Please rewrite the B-Tree post below, starting with "In the paper" and going on through "from the calculation.", and put "chart" wherever "table" appears.

# DOCUMENT SECTION
— Start —

In the paper by Comer (1979), he shows this equation for the minimum number of nodes in a B-Tree
$$ \sum_{l=0}^{h}{d^{l}=\frac{d^{h}-1}{2d-1}} $$
I tried to get this result myself by using the geometric sum formula on the series, $2, 2d, 2d^2,2d^3, \dots,2d^h$, which gave me, $$ \frac{2(d^{h}-1)}{d-1} $$ I thought I made a mistake, but when I tested both formulas, it looked like mine works better. Here's a table for a B-Tree of order-2 ($d=2$) showing heights $0,1,2,3$. Note: Both Comer and I have omitted the root node from the calculation.

— End —

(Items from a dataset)
— Start —

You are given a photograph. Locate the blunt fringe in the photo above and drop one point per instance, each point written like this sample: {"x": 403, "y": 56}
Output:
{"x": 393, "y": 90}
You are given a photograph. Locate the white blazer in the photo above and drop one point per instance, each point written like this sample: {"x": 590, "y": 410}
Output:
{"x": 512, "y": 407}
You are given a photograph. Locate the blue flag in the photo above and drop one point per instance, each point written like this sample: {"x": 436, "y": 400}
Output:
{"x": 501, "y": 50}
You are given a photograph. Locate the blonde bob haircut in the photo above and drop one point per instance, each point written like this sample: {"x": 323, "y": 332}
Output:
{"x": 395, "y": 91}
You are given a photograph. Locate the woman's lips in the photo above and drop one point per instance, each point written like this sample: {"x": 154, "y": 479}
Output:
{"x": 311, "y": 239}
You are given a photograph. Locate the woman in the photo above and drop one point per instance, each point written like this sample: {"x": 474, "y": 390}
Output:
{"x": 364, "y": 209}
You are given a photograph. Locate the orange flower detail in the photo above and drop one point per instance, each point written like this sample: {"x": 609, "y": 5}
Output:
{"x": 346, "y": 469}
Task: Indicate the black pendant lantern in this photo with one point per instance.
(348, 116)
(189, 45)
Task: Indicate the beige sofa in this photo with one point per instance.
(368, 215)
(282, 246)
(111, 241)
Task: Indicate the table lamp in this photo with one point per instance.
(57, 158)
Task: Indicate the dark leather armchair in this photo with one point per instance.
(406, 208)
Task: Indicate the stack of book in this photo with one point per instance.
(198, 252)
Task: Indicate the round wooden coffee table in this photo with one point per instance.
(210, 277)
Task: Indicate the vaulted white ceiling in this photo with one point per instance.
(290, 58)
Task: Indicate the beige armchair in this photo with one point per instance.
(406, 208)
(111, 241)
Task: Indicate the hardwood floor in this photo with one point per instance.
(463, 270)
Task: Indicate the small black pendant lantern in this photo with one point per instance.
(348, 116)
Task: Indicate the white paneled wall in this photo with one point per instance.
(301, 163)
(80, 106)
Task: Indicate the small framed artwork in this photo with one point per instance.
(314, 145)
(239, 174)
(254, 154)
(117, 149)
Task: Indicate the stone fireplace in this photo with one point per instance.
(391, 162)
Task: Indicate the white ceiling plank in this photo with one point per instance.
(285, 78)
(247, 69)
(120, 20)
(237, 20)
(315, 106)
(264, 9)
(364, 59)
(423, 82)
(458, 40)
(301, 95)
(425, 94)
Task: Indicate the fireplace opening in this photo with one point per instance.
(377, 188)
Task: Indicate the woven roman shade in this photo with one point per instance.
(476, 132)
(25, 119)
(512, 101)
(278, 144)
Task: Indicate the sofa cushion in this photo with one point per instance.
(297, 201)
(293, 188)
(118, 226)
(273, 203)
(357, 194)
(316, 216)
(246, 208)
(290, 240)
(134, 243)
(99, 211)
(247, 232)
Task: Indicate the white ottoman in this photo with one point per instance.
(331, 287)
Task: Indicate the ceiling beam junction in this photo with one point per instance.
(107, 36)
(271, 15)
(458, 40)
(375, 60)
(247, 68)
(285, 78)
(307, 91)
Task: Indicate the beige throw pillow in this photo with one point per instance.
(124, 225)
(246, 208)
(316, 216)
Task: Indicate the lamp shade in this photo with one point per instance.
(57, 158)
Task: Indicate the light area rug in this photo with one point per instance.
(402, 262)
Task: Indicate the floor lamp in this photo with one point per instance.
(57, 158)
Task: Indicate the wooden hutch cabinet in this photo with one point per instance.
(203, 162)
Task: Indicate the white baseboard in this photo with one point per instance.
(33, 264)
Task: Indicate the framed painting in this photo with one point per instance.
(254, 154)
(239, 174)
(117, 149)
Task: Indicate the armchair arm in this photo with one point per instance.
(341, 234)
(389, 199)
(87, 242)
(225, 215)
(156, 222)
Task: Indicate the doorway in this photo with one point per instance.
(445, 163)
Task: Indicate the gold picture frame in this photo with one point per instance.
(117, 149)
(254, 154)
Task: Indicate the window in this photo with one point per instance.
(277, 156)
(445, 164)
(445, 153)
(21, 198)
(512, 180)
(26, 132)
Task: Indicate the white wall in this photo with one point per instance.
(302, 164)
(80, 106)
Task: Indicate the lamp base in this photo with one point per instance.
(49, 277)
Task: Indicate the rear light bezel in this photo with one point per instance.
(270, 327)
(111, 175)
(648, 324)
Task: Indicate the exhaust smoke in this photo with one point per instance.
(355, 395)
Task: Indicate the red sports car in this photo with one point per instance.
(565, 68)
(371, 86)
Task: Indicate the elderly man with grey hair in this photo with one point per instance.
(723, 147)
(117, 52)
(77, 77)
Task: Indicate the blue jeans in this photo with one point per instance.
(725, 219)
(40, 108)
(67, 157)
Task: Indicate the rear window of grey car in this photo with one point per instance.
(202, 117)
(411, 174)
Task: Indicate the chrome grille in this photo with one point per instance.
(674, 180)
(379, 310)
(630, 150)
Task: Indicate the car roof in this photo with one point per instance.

— End —

# THE RESPONSE
In the paper by Comer (1979), he shows this equation for the minimum number of nodes in a B-Tree
$$ \sum_{l=0}^{h}{d^{l}=\frac{d^{h}-1}{2d-1}} $$
I tried to get this result myself by using the geometric sum formula on the series, $2, 2d, 2d^2,2d^3, \dots,2d^h$, which gave me, $$ \frac{2(d^{h}-1)}{d-1} $$ I thought I made a mistake, but when I tested both formulas, it looked like mine works better. Here's a chart for a B-Tree of order-2 ($d=2$) showing heights $0,1,2,3$. Note: Both Comer and I have omitted the root node from the calculation.